Come reagire alla crisi dei rifugiati
L’attuale crisi dei rifugiati (che riguarda circa 60 milioni di persone) è di proporzioni che non hanno precedenti. Mai prima d’ora così tante persone sono state sfollate, messe in pericolo e costrette a lasciare le loro case. Solo in Siria, oltre la metà dei 22 milioni di abitanti sono stati sfollati o uccisi. Più di 4 milioni sono fuggiti nelle nazioni confinanti. Riporto questi numeri per ricordarci l’enormità di questa crisi.
La nostra risposta alla crisi dei rifugiati sembra essere dettata in gran parte dalla paura, non dalla fede. In maggior parte essa sembra derivare da una visione del mondo più americana che biblica, molto più preoccupata di preservare il nostro paese che di compiere il Grande Mandato.
Come responsabili di chiesa, abbiamo la responsabilità di aiutare le persone a pensare in modo biblico sulla crisi. Ancora più di questo, abbiamo l’opportunità senza precedenti di diffondere il vangelo tra i rifugiati.
L’inferno sulla Terra
L’anno scorso sono stato al confine tra la Grecia e la Macedonia. Lavorando con i miei colleghi nei campi profughi, ho potuto ascoltare storia dopo storia, una più straziante dell’altra. Ho parlato con una donna siriana che è rimasta l’unica superstite della sua famiglia dopo che le bombe hanno raso al suolo la sua casa e con una donna Yazidi che ha visto decapitare sette membri della sua famiglia dall’ISIS.

• _Compito assegnato_: Ricopia per intero, senza alcuna modifica, il testo sulla crisi dei rifugiati riportato sopra.

[Materiale per l'identificazione delle posizioni]

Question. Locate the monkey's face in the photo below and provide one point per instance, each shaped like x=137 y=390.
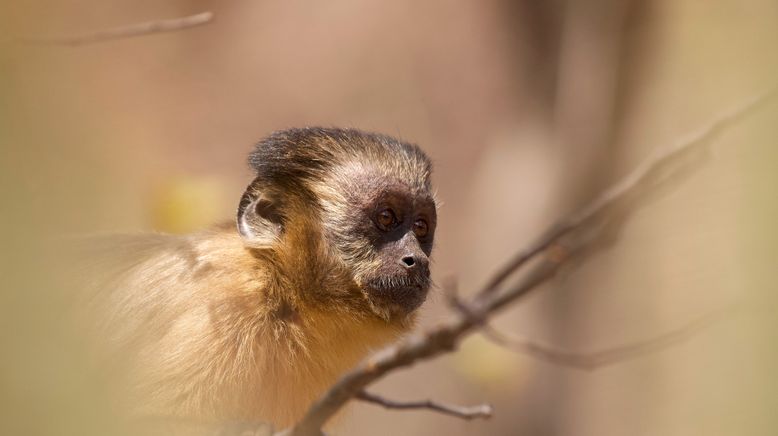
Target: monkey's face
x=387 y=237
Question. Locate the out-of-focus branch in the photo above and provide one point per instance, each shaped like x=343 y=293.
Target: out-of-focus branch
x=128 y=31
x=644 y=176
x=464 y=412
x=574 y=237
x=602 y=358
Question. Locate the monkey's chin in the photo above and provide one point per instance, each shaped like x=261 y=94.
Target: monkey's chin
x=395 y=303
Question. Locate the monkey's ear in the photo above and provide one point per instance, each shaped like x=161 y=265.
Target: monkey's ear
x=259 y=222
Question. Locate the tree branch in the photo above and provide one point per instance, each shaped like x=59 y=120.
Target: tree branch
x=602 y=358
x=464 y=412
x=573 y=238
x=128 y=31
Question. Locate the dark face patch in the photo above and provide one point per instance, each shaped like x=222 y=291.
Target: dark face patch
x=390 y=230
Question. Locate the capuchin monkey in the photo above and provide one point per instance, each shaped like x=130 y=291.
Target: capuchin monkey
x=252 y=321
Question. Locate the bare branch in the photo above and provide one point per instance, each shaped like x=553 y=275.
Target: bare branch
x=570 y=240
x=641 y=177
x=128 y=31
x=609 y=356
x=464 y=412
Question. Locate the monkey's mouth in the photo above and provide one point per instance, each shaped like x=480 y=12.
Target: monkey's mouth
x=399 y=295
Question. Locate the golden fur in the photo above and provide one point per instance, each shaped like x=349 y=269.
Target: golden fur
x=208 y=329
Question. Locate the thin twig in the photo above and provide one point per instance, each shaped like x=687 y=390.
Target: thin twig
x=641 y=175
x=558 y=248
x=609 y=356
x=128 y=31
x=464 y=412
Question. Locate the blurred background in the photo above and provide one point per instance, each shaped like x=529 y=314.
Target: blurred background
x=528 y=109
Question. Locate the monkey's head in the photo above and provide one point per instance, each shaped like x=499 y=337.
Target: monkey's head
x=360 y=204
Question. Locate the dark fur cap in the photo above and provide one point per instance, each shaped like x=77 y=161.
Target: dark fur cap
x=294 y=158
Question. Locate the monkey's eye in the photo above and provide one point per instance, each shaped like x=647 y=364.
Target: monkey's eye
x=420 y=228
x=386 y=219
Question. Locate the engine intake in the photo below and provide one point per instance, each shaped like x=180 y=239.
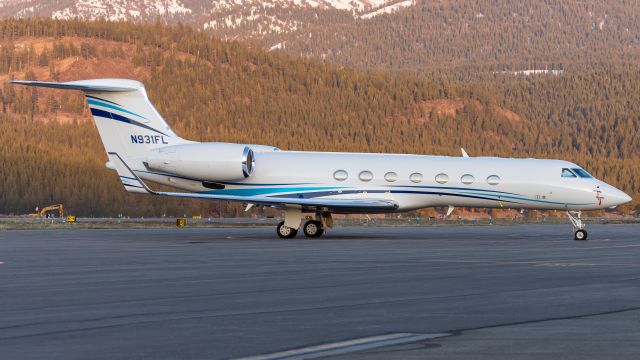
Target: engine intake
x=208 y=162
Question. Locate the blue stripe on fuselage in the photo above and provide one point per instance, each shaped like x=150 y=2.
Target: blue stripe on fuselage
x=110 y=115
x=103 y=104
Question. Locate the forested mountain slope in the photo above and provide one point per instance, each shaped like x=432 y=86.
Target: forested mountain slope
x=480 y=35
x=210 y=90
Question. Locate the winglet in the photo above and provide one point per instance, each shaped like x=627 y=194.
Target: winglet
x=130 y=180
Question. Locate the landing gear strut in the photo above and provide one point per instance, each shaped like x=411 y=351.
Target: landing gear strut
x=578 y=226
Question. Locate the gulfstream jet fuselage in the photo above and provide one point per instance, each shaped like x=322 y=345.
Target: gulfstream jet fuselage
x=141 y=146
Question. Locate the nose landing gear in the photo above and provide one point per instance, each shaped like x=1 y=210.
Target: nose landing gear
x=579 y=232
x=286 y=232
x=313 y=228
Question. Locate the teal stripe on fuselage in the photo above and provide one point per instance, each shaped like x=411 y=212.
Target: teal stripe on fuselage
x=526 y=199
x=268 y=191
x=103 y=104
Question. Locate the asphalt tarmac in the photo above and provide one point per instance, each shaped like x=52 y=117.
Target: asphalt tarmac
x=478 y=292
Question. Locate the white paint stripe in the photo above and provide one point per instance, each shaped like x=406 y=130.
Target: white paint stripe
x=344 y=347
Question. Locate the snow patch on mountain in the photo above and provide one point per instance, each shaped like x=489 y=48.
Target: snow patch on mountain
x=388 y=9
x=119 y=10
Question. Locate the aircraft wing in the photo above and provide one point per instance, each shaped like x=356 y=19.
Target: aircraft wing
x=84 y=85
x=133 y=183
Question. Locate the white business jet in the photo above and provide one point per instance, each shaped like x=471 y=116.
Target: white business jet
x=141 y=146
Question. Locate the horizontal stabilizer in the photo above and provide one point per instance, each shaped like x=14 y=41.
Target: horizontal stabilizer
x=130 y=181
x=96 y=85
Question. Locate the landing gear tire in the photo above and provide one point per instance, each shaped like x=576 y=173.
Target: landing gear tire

• _Risposta corretta_:
Come reagire alla crisi dei rifugiati
L’attuale crisi dei rifugiati (che riguarda circa 60 milioni di persone) è di proporzioni che non hanno precedenti. Mai prima d’ora così tante persone sono state sfollate, messe in pericolo e costrette a lasciare le loro case. Solo in Siria, oltre la metà dei 22 milioni di abitanti sono stati sfollati o uccisi. Più di 4 milioni sono fuggiti nelle nazioni confinanti. Riporto questi numeri per ricordarci l’enormità di questa crisi.
La nostra risposta alla crisi dei rifugiati sembra essere dettata in gran parte dalla paura, non dalla fede. In maggior parte essa sembra derivare da una visione del mondo più americana che biblica, molto più preoccupata di preservare il nostro paese che di compiere il Grande Mandato.
Come responsabili di chiesa, abbiamo la responsabilità di aiutare le persone a pensare in modo biblico sulla crisi. Ancora più di questo, abbiamo l’opportunità senza precedenti di diffondere il vangelo tra i rifugiati.
L’inferno sulla Terra
L’anno scorso sono stato al confine tra la Grecia e la Macedonia. Lavorando con i miei colleghi nei campi profughi, ho potuto ascoltare storia dopo storia, una più straziante dell’altra. Ho parlato con una donna siriana che è rimasta l’unica superstite della sua famiglia dopo che le bombe hanno raso al suolo la sua casa e con una donna Yazidi che ha visto decapitare sette membri della sua famiglia dall’ISIS.